» **TASK BRIEF**
Please copy the records exactly as they appear, with all pictures left out.

» **Dataset entries**
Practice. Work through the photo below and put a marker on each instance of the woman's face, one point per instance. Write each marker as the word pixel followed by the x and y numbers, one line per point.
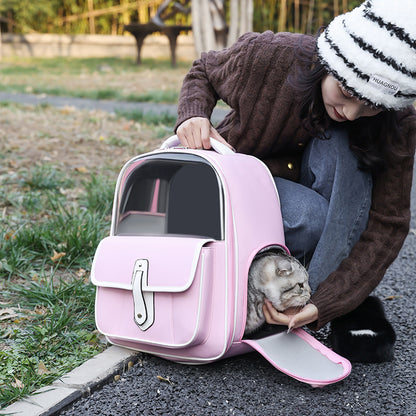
pixel 340 105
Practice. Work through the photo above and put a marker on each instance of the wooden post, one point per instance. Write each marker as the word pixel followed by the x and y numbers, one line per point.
pixel 297 16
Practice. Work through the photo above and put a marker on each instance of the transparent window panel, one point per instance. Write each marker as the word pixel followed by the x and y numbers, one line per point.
pixel 180 196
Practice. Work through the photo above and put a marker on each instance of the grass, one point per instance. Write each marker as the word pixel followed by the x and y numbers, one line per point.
pixel 94 78
pixel 47 304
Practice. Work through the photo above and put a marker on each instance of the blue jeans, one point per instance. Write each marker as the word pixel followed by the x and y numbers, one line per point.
pixel 326 212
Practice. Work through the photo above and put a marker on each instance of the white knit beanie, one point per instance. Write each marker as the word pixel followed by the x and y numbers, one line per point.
pixel 371 51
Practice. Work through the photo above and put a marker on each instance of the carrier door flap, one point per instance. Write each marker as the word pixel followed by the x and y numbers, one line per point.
pixel 302 357
pixel 156 264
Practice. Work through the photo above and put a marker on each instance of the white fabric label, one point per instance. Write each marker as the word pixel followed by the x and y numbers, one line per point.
pixel 383 84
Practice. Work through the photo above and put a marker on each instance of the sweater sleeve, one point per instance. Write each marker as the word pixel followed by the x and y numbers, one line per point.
pixel 379 245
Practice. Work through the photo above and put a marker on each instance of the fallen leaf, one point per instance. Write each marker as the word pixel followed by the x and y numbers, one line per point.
pixel 9 236
pixel 41 310
pixel 392 297
pixel 81 272
pixel 164 379
pixel 57 256
pixel 17 384
pixel 81 169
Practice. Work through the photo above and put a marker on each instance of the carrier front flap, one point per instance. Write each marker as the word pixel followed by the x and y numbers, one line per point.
pixel 148 287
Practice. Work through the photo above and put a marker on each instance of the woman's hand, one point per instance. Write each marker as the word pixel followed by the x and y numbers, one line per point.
pixel 195 133
pixel 292 317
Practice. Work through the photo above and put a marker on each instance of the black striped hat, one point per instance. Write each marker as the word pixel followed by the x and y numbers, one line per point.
pixel 371 51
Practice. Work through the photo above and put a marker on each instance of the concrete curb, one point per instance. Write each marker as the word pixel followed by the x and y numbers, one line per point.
pixel 80 382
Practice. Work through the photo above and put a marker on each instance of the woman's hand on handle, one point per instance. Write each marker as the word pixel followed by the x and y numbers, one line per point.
pixel 195 132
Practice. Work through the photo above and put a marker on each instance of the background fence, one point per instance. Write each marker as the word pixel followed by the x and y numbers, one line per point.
pixel 109 16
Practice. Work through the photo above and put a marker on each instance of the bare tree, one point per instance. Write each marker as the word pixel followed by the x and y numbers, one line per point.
pixel 241 19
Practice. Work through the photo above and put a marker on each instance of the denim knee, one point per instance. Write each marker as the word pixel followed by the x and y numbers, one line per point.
pixel 304 213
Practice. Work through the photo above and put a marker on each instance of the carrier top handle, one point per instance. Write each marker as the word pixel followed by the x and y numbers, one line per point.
pixel 220 148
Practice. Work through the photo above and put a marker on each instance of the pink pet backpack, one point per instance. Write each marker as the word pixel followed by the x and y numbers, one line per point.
pixel 172 276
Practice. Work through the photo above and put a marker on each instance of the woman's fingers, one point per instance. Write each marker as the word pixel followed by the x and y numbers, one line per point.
pixel 195 133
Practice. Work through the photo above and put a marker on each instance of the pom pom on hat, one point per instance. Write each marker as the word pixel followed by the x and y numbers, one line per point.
pixel 371 51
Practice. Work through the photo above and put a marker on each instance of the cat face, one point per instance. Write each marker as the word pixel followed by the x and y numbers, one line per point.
pixel 283 281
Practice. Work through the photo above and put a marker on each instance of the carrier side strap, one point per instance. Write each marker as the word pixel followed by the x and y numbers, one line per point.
pixel 302 357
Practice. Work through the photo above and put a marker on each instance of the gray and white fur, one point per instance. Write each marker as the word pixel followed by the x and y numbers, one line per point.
pixel 281 279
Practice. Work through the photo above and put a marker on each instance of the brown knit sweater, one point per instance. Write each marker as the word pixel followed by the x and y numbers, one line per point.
pixel 251 77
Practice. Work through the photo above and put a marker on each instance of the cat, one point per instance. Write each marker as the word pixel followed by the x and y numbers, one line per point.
pixel 281 279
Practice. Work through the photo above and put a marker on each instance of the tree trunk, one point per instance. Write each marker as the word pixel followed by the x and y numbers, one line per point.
pixel 208 25
pixel 241 19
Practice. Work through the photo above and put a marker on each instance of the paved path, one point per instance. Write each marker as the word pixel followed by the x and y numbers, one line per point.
pixel 248 385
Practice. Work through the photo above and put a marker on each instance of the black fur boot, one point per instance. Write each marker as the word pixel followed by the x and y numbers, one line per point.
pixel 364 335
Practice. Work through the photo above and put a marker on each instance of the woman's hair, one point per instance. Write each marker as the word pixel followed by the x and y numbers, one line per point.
pixel 364 133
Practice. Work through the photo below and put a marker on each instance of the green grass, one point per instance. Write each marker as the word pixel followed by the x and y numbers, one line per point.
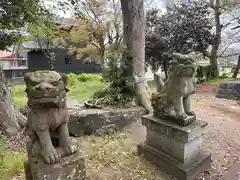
pixel 115 157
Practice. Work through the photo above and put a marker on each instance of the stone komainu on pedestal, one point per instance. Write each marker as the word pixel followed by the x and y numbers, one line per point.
pixel 51 154
pixel 173 133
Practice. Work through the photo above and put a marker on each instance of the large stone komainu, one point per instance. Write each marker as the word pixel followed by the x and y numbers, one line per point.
pixel 48 115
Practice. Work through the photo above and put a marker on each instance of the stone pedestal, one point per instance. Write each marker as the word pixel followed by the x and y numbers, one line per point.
pixel 175 149
pixel 70 167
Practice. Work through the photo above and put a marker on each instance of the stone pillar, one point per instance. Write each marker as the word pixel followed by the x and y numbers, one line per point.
pixel 175 149
pixel 70 167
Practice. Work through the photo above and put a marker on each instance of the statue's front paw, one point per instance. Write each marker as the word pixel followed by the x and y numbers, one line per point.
pixel 191 113
pixel 36 148
pixel 51 157
pixel 70 149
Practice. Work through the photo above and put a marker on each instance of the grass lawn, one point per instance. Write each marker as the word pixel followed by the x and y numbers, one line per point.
pixel 108 157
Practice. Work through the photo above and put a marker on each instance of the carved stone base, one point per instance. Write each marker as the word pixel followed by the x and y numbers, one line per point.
pixel 70 167
pixel 182 122
pixel 174 148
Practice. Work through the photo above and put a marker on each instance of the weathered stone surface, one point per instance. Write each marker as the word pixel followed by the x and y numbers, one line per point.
pixel 100 121
pixel 229 90
pixel 70 167
pixel 174 148
pixel 181 171
pixel 174 131
pixel 173 97
pixel 182 143
pixel 48 115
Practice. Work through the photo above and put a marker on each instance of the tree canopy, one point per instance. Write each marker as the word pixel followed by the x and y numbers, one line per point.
pixel 172 31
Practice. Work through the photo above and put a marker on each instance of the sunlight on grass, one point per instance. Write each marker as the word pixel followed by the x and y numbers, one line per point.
pixel 84 90
pixel 115 157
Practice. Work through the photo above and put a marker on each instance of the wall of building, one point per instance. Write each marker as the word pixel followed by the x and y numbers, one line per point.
pixel 63 63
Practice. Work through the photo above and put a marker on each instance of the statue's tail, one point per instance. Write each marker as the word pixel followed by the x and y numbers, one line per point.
pixel 159 82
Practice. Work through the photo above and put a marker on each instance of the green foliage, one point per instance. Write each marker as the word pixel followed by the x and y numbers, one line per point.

» **TASK OUTPUT**
Practice. Work through the photo below and put a marker on each instance of the woman's face, one point per instance. Write each marker as the word pixel followed by the x and y numbers, one line per point.
pixel 340 105
Practice. Work through the photo above and put a marker on each instance of the wooden post, one point per instance. Write each marker as the word pixel followed by the x and y numbers, one line per point.
pixel 297 16
Practice. Work through the photo above and put a marker on each instance of the transparent window panel, one point per instance. Write each marker as the word pixel followed by the x and y numbers, one line per point.
pixel 180 196
Practice. Work through the photo above and put a marker on each instance of the grass, one point per instance. Write each marker as the word pixel followed by the x and y numbers, one line per point.
pixel 94 78
pixel 47 304
Practice. Work through the photo above and put a marker on each instance of the blue jeans, one point per instance. Write each marker as the word pixel followed by the x and y numbers, one line per point.
pixel 326 212
Practice. Work through the photo above and put a marker on each instance of the white knit beanie, one point per instance. Write each marker as the word pixel followed by the x and y numbers, one line per point.
pixel 371 51
Practice. Work through the photo above and put a marker on each instance of the carrier door flap, one point per instance. Write each marker as the word pixel followed by the x and y numbers, one line per point.
pixel 302 357
pixel 156 264
Practice. Work through the photo above and put a marker on each instance of the white fabric label, one point per instance. Write each marker as the word pixel followed by the x and y numbers, one line per point.
pixel 383 84
Practice. Work through the photo above and put a marker on each instance of the sweater sleeve, one point per instance. Write each marker as the word pixel followed by the x and y numbers, one line per point.
pixel 379 245
Practice. Work through the photo above and put a marker on each instance of the fallen leaf, one point per instance. Write each marker as the word pixel followed by the x and y numbers, one line per point.
pixel 9 236
pixel 41 310
pixel 392 297
pixel 81 272
pixel 164 379
pixel 57 256
pixel 17 384
pixel 81 169
Practice. Work through the photo above and put a marker on each instance of the carrier front flap, one point per instance. Write each marker as the word pixel followed by the x and y numbers, one line per point.
pixel 148 287
Practice. Work through the photo above and put a marker on each instance of the woman's hand, one point per instance. Write each marker as the word pixel followed by the x and y numbers, one line per point.
pixel 195 133
pixel 292 317
Practice. Work through the photo above and put a marker on each instance of the black striped hat, one point per instance. Write each marker as the word pixel followed by the x and y numbers, one line per point.
pixel 371 51
Practice. Work through the photo above and put a marker on each instance of the concrete curb, one point per instance. Write each marker as the word pixel followed by the x and y numbers, one line per point.
pixel 80 382
Practice. Work through the photo above and put a marker on each instance of the woman's hand on handle, one point per instance. Write each marker as the word pixel followed by the x and y numbers, one line per point.
pixel 195 132
Practice. Work through the photo above and put a marker on each instance of the background fence, one point per instance. Write each marker as the word pixel followed by the x and y numbers, one line per point.
pixel 109 16
Practice. Work through the photo above and put a marker on each instance of the bare tree, one point per instance. Write each marker as the word pixel followed by the x and y numbers, one line per point.
pixel 241 19
Practice. Work through the photo above and put a marker on each instance of the denim knee, one point per instance. Write each marker as the word pixel followed by the x and y numbers, one line per point.
pixel 304 213
Practice. Work through the photo above and put a marker on each instance of the carrier top handle, one point per instance. Write each marker as the word pixel followed by the x and y numbers, one line per point.
pixel 220 148
Practice. Work through the photo above and put a marker on each instance of the pink pet backpack, one point per instance. Write each marker as the word pixel followed by the x and y numbers, one line per point.
pixel 172 276
Practice. Work through the photo above and put a marker on each instance of the woman's fingers, one point per instance. Write each marker as the word pixel followed by the x and y numbers, one line per point.
pixel 195 133
Practice. Work through the photo above and put a marker on each instance of the pom pom on hat, one point per instance. Write each marker as the word pixel followed by the x and y numbers, one line per point.
pixel 371 51
Practice. Work through the photo above and put a marker on each instance of the cat face, one point per instance. Write each marker as the word pixel followed by the x and y numbers, one line per point.
pixel 283 281
Practice. Work through the photo above and put a marker on each instance of the carrier side strap, one point per instance. Write each marker as the word pixel followed by the x and y numbers, one line per point.
pixel 302 357
Practice. Work through the photo above and put a marker on each instance of the gray and white fur, one point per instance. Write each marker as the word pixel followed by the x and y numbers, one line per point.
pixel 281 279
Practice. Work through the photo above and put a marker on each instance of the brown knit sweater, one point per instance. Write each marker as the word pixel followed by the x and y numbers, one line per point.
pixel 251 77
Practice. Work through the photo above and put a marker on each instance of the cat, one point per instance. Write each marker as the word pixel followed by the x and y numbers, one line per point.
pixel 281 279
Practice. Work through the photo above and put a marker on each instance of the tree trunk, one point per instance. Write each marker as the word pixel followed by the x and y numbers, one line per point.
pixel 208 25
pixel 241 19
Practice. Work through the photo above and put a marker on each instance of the paved path, one point per instance. Write each marker as the word pixel followed by the x and y numbers, one line per point.
pixel 248 385
Practice. Work through the photo above and put a marker on each instance of the black fur boot, one point per instance. Write each marker as the word pixel followed by the x and y numbers, one line per point.
pixel 364 335
Practice. Work through the photo above and put a marker on each instance of the woman's hair, one point per instance. Write each marker as the word pixel followed by the x and y numbers, one line per point.
pixel 364 133
Practice. Work through the photo below and put a marker on each instance of the green grass, one point per instance. Write each marker as the word pixel followed by the x and y numbers, one line per point.
pixel 115 157
Practice. Work through the photo above and put a marker on each instance of the stone komainu on pedestal, one point per instance. Write each marker as the word pixel followed by the x and y numbers, one line per point.
pixel 51 154
pixel 173 133
Practice. Work through the photo above and put a marker on each instance of the large stone komainu, one point per instance. Write each marker as the word pixel followed by the x and y numbers, one line per point.
pixel 48 115
Practice. Work through the photo above and put a marker on each instance of the stone pedestal, one point per instance. Write each marker as the word pixel followed by the x and y numbers, one line per point.
pixel 175 149
pixel 70 167
Practice. Work through the photo above and put a marker on each instance of the stone pillar, one point per instance. Write each marker as the word pixel followed by the x and y numbers, one line per point.
pixel 175 149
pixel 70 167
Practice. Work through the photo above and put a marker on each instance of the statue's front paw, one point per instance. Write each marker as the word pixel followed by the x and y numbers, one line per point.
pixel 191 113
pixel 36 148
pixel 51 157
pixel 70 149
Practice. Work through the photo above and put a marker on each instance of the grass lawn, one point per instance. Write each marker as the word pixel followed by the x and y numbers, one line per point.
pixel 108 157
Practice. Work through the photo above and put a marker on each instance of the carved stone base, one point per instance. Write each marker as the word pixel followed by the x and y numbers, one line per point.
pixel 70 167
pixel 182 122
pixel 174 148
Practice. Work through the photo above and put a marker on each instance of the weathered stone surface, one point per instance. Write each marker as the word pixel followed by the x and y numbers, one line per point.
pixel 100 121
pixel 229 90
pixel 70 167
pixel 174 148
pixel 181 171
pixel 174 131
pixel 173 97
pixel 182 143
pixel 48 115
Practice. Work through the photo above and put a marker on each instance of the tree canopy, one point per instance. Write each marker as the word pixel followed by the x and y numbers, one line per point.
pixel 172 31
Practice. Work through the photo above and put a marker on each instance of the sunlight on grass, one point per instance. Write each marker as the word pixel followed by the x and y numbers, one line per point.
pixel 84 90
pixel 115 157
Practice. Work through the photo above and put a marker on each instance of the wall of building, one point per instance. Write each marker as the word pixel followed by the x and y numbers, one line per point.
pixel 63 63
Practice. Work through the photo above and put a marker on each instance of the statue's tail, one point per instance. Write each marker as the word pixel followed by the x and y numbers, one line per point.
pixel 159 82
Practice. Work through the photo above and put a marker on each instance of the green foliage, one point per instance. Write each marker as the word pixel followed by the x and y numbers, one line per point.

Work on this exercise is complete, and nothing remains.